### PROBLEMS:
A) Using the article on the film April's Shower, answer these questions:
(i) Who served as writer, producer, and director of the film?
(ii) At which festival was the film first released in 2003?
(iii) What is Alex's profession?
B) Write the next part of the article on the film April's Shower, starting after its final sentence.

### PAGE TEXT:
┄┄┄┄┄┄┄┄┄┄┄┄┄┄┄┄┄┄┄┄

April's Shower is a 2003 romantic comedy film directed by and starring Trish Doolan. The film also stars Maria Cina and Randall Batinkoff. Doolan also served as writer, producer, and director for the film. The film was actually released as early as 2003 at the Hamburg Gay and Lesbian Film Festival and was subsequently released at other gay-themed film festivals in cities around the world, including San Francisco, Charlotte, Copenhagen, Tampa, Detroit, Rochester, and Dallas. The film gained wide but limited release in January 2006.

Premise
A group of people are gathered for a wedding shower for April. At first, it seems to be a normal gathering for such an occasion but, as time goes on, secrets and stories begin to be revealed. Alex (Doolan) is a chef and a maid of honor at April's wedding. She ultimately reveals her true feelings which ends up taking an effect on everybody at the shower.

┄┄┄┄┄┄┄┄┄┄┄┄┄┄┄┄┄┄┄┄

### RECORDS PROVIDED:

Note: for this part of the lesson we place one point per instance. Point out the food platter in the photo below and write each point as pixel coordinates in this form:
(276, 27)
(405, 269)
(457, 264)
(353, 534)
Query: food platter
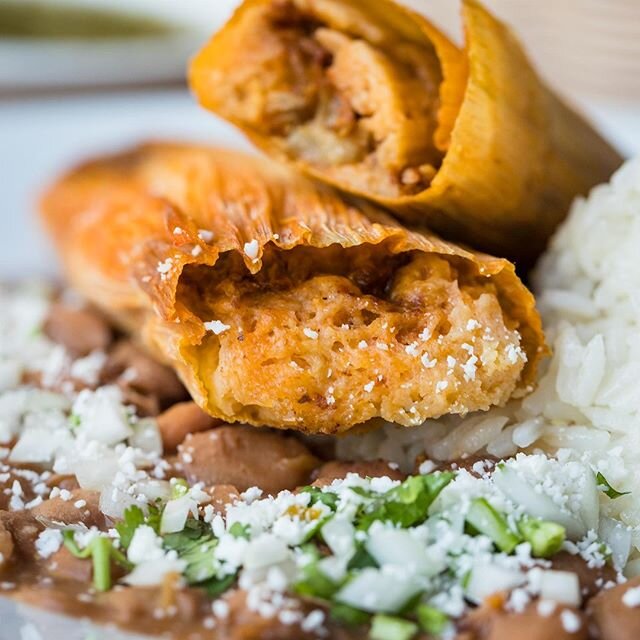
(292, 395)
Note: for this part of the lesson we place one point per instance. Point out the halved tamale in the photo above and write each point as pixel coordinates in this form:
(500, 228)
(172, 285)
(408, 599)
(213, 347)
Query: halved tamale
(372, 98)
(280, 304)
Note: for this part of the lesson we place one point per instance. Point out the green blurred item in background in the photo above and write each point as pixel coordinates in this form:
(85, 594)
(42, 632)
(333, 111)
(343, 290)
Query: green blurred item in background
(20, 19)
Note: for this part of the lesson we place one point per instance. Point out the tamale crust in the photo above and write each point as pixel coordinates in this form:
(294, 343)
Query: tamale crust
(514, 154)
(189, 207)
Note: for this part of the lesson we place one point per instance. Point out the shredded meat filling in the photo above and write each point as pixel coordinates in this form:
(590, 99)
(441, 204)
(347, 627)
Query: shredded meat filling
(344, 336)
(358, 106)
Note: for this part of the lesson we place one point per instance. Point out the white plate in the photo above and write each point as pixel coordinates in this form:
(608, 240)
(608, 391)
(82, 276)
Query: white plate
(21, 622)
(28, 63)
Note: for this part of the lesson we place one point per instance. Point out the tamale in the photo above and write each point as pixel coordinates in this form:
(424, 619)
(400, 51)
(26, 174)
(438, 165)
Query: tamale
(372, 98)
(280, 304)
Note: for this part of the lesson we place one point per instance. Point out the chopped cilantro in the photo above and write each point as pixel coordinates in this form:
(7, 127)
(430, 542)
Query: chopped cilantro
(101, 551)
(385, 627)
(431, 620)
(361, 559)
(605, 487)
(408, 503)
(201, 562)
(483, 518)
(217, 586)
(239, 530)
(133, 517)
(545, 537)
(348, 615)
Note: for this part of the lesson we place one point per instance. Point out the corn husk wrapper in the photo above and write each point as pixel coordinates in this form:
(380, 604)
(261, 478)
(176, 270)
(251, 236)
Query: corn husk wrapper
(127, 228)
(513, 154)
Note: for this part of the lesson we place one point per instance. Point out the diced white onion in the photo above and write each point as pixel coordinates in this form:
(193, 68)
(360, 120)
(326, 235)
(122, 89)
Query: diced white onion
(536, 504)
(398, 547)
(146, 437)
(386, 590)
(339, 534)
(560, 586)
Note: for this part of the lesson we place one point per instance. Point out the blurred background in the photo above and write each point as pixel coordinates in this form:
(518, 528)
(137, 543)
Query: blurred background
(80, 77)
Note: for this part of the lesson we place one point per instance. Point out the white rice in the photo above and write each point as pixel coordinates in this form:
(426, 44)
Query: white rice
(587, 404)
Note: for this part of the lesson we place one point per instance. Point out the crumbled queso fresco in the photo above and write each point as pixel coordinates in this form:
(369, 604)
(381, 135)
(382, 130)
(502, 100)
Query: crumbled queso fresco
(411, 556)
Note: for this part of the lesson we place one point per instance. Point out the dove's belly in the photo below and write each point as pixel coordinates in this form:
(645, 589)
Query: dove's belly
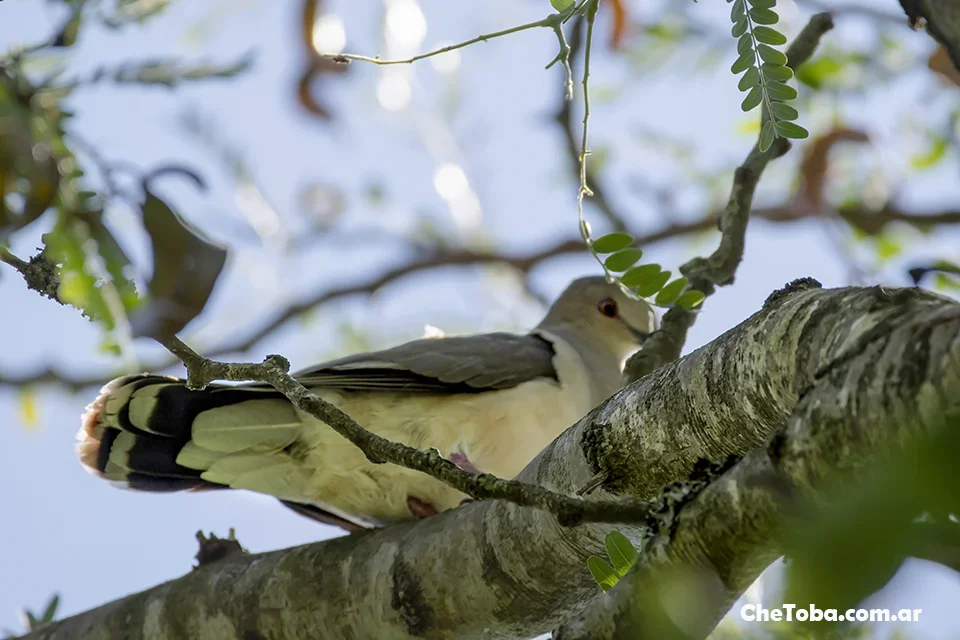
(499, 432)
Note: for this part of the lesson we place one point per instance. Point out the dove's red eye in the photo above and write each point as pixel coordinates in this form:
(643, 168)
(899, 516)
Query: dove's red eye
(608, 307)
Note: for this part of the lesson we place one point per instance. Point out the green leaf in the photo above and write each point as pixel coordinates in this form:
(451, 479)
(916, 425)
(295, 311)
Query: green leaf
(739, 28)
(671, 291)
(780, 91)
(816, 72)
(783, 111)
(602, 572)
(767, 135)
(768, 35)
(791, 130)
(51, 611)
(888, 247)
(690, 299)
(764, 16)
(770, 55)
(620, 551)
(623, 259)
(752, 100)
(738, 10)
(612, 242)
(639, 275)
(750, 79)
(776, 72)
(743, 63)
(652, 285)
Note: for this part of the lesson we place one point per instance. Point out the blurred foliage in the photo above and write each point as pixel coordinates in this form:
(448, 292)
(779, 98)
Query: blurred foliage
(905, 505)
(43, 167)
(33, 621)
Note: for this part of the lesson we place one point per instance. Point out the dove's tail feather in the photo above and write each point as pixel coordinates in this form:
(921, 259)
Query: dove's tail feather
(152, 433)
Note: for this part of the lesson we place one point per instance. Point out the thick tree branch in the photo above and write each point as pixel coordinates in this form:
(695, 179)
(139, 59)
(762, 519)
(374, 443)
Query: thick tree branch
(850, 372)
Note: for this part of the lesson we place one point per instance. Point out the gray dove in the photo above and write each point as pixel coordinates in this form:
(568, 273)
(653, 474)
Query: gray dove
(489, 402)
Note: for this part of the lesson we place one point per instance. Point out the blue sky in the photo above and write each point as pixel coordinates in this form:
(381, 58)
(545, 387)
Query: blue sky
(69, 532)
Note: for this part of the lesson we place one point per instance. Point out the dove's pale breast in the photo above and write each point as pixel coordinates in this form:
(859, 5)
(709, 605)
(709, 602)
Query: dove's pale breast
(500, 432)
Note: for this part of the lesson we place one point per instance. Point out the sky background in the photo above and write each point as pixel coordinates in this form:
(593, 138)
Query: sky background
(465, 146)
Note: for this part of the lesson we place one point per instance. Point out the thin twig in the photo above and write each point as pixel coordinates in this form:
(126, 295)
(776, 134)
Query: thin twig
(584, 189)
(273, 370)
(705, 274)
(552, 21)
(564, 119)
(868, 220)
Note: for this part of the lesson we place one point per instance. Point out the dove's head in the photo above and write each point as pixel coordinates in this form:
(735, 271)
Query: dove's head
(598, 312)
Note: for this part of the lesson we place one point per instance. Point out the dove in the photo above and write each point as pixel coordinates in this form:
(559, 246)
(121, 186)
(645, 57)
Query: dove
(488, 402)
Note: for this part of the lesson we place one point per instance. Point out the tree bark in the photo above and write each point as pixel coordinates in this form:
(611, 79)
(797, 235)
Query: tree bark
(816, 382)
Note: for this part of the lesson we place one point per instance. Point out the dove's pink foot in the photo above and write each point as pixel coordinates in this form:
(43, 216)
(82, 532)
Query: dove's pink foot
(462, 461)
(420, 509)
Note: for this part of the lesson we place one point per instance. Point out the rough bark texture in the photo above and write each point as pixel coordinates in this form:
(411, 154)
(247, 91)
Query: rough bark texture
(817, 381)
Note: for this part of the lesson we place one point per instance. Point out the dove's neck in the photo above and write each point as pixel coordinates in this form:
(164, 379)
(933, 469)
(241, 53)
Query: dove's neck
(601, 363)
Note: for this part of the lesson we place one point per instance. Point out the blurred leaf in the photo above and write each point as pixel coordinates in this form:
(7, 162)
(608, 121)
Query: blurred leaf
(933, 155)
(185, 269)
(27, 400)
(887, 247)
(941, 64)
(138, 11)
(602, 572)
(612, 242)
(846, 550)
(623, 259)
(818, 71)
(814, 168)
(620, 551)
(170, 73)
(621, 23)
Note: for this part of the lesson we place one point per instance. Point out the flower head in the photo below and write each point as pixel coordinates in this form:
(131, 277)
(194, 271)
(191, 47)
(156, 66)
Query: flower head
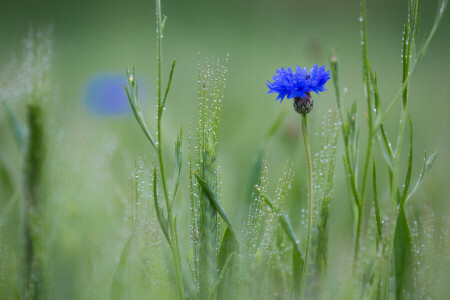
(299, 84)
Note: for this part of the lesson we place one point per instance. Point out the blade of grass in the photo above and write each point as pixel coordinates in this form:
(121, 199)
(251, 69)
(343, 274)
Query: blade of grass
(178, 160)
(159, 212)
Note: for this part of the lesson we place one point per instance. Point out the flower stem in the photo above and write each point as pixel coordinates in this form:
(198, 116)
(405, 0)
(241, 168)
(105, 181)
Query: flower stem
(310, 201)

┄┄┄┄┄┄┄┄┄┄┄┄┄┄┄┄┄┄┄┄

### FINAL RESULTS:
A)
(i) Trish Doolan
(ii) The Hamburg Gay and Lesbian Film Festival
(iii) She is a chef.

B)
Cast
 Trish Doolan as Alex
 Maria Cina as April
 Joe Tabbanella as Jake
 Denise Miller as Vicki
 Zack Ward as August
 Samantha Lemole as Rita
 Molly Cheek as Franny
 Victoria Reiniger as Mary Beth
 Euan Macdonald as Fergus
 Lara Harris as Kelly
 Delaina Mitchell as Spring Dawn
 Jane Booke as Devin
 Randall Batinkoff as Pauly
 Frank Grillo as Rocco
 Honey Labrador as Sasha
 Arly Jover as Sophie
 Gizelle D'Cole as Roxy
 Pamela Salem as Anna
 Precious Chong as Cake Girl
 Jeffrey Gorman as Torth
 Raymond O'Connor as Ted Burns
 Steve Portigiani as Billy
 John Hardison as Blake

Reception
In a review for Out, Justin W. Ravitz said that the film was drowned by histrionics and featured characters with "sitcom personalities". Referring to the storyline of a lesbian leaving her girlfriend for a heterosexual lifestyle, he said that the film was "almost as insufferable as the real thing."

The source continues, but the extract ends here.